**PROBLEM STATEMENT**. Rewrite the lines of the items below as a numbered list, starting at the line containing "rail, that would help a great deal." and ending at the line containing "914 575 L 924", both included. Leave out any blank lines.

**RECORD EXCERPTS**.
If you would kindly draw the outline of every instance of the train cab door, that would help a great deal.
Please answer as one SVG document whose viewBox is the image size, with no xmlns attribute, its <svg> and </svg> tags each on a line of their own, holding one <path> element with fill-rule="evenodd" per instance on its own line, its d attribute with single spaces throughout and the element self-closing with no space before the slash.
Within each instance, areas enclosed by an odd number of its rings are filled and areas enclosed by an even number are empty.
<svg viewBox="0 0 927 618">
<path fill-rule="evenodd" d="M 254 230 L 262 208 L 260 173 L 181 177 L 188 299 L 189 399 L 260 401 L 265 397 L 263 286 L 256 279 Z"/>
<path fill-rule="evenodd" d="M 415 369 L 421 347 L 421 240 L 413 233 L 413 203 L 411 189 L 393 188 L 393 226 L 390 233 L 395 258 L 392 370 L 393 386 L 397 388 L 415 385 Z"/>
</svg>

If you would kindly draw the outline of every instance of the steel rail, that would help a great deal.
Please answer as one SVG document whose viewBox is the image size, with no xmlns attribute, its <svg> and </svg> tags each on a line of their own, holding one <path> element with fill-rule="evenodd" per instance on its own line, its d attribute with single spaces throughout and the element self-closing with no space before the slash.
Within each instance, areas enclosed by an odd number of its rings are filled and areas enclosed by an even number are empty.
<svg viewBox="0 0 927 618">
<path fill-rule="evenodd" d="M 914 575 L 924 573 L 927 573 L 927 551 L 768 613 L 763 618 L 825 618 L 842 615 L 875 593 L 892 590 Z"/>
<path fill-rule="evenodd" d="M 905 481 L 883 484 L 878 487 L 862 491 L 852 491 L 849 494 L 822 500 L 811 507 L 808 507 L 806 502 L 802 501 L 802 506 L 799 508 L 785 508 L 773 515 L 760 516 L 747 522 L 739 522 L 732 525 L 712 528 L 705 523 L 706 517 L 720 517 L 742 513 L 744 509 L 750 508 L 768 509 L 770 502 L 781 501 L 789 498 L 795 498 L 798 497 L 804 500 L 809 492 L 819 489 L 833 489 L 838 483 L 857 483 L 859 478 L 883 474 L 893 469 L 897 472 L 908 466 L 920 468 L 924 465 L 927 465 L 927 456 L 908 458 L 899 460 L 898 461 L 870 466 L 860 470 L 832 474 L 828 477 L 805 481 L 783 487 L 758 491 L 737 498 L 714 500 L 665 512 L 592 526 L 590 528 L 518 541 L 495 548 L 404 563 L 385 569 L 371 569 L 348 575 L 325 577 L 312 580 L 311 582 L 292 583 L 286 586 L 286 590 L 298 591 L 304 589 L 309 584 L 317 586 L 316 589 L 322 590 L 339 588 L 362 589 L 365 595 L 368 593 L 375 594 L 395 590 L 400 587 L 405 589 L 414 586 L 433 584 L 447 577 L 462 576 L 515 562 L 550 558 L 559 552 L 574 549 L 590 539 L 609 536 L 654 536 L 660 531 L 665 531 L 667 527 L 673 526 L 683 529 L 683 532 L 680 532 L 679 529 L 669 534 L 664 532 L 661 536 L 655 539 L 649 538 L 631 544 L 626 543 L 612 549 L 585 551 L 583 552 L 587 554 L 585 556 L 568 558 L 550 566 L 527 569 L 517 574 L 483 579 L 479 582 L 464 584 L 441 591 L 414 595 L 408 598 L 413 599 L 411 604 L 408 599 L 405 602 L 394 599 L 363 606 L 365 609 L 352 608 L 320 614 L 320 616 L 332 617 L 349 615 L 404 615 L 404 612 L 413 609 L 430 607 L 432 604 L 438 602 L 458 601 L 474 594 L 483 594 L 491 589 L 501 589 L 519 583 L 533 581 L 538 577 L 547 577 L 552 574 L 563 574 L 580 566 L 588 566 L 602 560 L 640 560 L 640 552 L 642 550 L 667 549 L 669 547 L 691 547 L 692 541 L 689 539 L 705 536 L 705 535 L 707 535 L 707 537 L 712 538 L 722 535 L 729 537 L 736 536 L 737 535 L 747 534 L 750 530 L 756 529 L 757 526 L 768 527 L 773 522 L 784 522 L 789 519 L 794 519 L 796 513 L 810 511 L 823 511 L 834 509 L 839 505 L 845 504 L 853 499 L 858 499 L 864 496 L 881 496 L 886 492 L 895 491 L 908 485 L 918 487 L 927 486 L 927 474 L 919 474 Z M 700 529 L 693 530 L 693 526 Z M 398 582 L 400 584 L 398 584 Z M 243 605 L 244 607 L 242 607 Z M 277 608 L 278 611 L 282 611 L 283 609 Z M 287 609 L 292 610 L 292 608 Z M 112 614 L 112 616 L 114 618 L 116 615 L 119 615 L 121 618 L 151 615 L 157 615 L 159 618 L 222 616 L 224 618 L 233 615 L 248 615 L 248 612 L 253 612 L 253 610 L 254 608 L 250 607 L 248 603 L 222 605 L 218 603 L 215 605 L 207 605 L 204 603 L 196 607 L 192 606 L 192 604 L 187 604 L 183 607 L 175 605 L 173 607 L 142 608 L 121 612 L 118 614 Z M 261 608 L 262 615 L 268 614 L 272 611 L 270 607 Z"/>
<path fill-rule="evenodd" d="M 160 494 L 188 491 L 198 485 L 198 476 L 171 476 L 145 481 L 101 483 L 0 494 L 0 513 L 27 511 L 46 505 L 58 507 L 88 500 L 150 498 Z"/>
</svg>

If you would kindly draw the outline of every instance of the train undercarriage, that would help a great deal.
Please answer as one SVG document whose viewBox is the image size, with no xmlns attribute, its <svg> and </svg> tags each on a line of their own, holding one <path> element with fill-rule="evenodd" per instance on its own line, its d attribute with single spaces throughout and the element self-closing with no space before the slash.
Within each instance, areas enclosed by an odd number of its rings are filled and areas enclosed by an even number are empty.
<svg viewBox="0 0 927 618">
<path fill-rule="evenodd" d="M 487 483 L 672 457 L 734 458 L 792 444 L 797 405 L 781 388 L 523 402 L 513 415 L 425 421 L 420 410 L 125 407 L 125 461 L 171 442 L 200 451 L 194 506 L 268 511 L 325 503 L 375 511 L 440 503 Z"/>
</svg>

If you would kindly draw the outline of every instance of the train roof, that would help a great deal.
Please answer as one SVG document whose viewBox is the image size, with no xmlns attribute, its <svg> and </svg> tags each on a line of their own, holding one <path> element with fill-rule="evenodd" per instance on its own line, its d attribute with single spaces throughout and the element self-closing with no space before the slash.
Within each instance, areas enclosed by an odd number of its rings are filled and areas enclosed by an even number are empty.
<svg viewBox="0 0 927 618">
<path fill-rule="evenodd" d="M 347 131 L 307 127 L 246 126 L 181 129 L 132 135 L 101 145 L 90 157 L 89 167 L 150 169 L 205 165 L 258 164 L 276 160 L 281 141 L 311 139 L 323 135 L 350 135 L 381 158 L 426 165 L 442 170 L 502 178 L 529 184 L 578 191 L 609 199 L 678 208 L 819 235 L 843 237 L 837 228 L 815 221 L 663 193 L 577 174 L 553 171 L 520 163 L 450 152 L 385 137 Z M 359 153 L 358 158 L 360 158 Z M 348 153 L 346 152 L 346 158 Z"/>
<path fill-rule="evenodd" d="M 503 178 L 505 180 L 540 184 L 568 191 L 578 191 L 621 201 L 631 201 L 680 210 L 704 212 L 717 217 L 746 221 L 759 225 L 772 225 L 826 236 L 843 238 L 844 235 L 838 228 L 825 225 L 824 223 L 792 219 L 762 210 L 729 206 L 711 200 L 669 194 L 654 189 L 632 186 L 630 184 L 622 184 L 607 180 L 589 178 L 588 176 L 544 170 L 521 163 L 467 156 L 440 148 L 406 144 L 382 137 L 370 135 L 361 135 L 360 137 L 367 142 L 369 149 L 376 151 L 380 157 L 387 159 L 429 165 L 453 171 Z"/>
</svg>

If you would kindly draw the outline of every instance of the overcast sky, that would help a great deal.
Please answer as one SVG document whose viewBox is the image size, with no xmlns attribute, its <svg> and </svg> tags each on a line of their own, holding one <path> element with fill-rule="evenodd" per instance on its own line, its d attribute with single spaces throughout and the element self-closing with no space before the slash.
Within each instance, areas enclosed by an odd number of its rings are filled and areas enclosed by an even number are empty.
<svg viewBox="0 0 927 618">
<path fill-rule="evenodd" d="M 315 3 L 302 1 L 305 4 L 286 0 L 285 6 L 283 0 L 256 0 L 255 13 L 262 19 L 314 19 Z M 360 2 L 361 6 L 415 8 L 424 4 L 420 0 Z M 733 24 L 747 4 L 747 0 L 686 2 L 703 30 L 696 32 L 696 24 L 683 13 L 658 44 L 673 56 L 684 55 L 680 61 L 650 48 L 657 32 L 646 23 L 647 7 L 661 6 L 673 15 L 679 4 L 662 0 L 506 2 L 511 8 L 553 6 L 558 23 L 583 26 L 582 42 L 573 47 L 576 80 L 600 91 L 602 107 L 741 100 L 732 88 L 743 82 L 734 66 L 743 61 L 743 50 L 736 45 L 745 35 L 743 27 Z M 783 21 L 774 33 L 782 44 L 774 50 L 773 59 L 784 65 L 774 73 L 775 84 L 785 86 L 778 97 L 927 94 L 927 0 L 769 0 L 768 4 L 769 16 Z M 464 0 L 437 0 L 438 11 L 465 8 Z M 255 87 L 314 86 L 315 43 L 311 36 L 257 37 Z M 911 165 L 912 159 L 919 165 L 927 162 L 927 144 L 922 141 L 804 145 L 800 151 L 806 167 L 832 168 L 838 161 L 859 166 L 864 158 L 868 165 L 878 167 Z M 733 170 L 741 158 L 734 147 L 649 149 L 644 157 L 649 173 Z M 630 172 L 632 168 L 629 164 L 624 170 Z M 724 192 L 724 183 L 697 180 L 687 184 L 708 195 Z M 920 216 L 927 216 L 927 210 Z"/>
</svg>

**WORKED SOLUTION**.
1. If you would kindly draw the outline of every instance of the steel rail, that would help a great deal.
2. Please answer as one SVG document whose viewBox is the image size, with no xmlns attribute, its <svg> and </svg> tags each on a line of their own, holding one <path> element with fill-rule="evenodd" per instance on its own line, its d attribute with single spaces throughout and the element self-closing with no space before the slash.
3. Within each instance, areas enclosed by an odd number of its rings are filled and areas enclosed by an even number are empty.
4. <svg viewBox="0 0 927 618">
5. <path fill-rule="evenodd" d="M 914 575 L 924 573 L 927 573 L 927 551 L 768 613 L 763 618 L 825 618 L 842 615 L 875 593 L 892 590 Z"/>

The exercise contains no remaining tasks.